Problem description:
Can you output every line of the material below as a Markdown table with the columns Row and Entry, numbering the rows and leaving out blank lines?

— Start Dataset excerpts —

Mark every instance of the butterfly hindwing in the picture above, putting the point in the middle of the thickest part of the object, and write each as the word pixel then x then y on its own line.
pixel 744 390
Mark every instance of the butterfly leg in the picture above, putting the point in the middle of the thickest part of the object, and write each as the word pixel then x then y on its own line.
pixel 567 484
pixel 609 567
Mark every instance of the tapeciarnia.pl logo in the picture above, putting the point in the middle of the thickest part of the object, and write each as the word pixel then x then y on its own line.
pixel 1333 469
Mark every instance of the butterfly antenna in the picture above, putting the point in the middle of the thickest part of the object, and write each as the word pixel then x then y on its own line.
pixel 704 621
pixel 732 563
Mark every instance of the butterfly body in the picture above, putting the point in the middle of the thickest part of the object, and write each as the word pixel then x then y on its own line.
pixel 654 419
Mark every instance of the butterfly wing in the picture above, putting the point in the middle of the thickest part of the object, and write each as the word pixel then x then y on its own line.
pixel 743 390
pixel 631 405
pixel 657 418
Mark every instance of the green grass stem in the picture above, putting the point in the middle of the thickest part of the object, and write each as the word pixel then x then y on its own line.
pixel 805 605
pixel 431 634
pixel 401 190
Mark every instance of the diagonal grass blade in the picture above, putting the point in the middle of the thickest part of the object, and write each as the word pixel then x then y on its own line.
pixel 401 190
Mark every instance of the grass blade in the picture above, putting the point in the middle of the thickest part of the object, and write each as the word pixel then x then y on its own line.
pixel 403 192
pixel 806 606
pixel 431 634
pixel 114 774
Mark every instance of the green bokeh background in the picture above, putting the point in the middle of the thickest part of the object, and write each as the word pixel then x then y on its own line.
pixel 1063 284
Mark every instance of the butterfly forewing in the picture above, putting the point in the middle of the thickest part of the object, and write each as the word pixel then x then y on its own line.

— End Dataset excerpts —

The response:
| Row | Entry |
|---|---|
| 1 | Mark every instance of the butterfly hindwing in the picture above, putting the point in the middle of the thickest part of the object, and write each as the word pixel then x then y on its own line. |
| 2 | pixel 744 390 |
| 3 | Mark every instance of the butterfly leg in the picture above, putting the point in the middle of the thickest part of the object, and write each as the word pixel then x then y on its own line. |
| 4 | pixel 567 484 |
| 5 | pixel 609 567 |
| 6 | Mark every instance of the tapeciarnia.pl logo in the picture above, putting the point in the middle of the thickest part of the object, and write each as the word pixel then x then y on its own line. |
| 7 | pixel 1333 469 |
| 8 | Mark every instance of the butterfly antenna in the picture above, putting the point in the middle of the thickest part of the object, and write each as the word pixel then x then y on its own line. |
| 9 | pixel 704 621 |
| 10 | pixel 732 563 |
| 11 | Mark every instance of the butterfly body in the picture above, putting the point in the middle of the thickest part of the object, and write each as the word pixel then x then y on its own line. |
| 12 | pixel 654 419 |
| 13 | Mark every instance of the butterfly wing in the picture above, putting the point in the middle of the thickest part of the object, and write each as the word pixel then x then y on its own line. |
| 14 | pixel 743 390 |
| 15 | pixel 631 405 |
| 16 | pixel 657 418 |
| 17 | Mark every instance of the green grass stem in the picture above, putting the point in the middle of the thickest part of the object, and write each as the word pixel then x then y on its own line. |
| 18 | pixel 805 605 |
| 19 | pixel 431 634 |
| 20 | pixel 401 190 |
| 21 | Mark every instance of the diagonal grass blade in the picture above, putting the point in the middle of the thickest part of the object, and write each as the word pixel then x then y on its own line. |
| 22 | pixel 401 190 |
| 23 | Mark every instance of the grass blade in the picture above, putting the point in the middle of the thickest part of the object, and write each as the word pixel then x then y on its own line. |
| 24 | pixel 403 192 |
| 25 | pixel 806 606 |
| 26 | pixel 431 634 |
| 27 | pixel 114 774 |
| 28 | Mark every instance of the green bokeh background in the picture above, putting the point in the middle of the thickest part of the object, and write each as the word pixel then x then y on its own line. |
| 29 | pixel 1063 284 |
| 30 | Mark every instance of the butterfly forewing in the picture above, putting the point in the middle of the thickest part of the object, and write each as the word pixel then x then y on its own line. |